▶ [Exercise]:
The output should be all lines of the entries below in which the word "every" occurs.

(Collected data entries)
☆ ☆ ☆ ☆ ☆

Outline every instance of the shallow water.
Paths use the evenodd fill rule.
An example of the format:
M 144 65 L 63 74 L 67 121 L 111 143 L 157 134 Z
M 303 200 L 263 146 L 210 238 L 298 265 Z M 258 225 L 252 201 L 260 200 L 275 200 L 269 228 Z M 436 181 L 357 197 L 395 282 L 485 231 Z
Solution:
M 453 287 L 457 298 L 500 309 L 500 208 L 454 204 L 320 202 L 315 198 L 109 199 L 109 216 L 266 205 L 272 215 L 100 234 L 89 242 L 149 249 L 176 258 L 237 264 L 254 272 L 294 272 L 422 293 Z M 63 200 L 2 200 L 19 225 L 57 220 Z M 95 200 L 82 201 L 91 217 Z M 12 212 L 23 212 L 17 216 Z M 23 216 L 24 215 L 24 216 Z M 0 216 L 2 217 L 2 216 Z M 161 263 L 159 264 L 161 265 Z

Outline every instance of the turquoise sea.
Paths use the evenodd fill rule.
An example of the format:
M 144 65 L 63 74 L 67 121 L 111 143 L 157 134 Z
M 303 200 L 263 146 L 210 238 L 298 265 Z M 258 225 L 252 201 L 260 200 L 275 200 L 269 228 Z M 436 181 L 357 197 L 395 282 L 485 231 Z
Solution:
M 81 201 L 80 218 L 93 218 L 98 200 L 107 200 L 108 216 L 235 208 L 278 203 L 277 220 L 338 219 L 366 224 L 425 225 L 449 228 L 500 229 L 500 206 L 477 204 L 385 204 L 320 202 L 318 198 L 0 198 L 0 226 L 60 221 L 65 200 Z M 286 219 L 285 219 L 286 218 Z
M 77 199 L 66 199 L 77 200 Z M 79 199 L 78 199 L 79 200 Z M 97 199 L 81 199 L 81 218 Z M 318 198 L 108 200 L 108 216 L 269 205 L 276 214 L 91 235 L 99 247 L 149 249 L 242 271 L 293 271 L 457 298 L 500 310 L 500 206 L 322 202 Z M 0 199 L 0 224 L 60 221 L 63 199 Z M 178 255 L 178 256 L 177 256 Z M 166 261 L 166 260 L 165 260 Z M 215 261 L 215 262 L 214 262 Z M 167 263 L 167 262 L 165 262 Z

☆ ☆ ☆ ☆ ☆

▶ [Answer to the exercise]:
Outline every instance of the shallow water.
Outline every instance of the turquoise sea.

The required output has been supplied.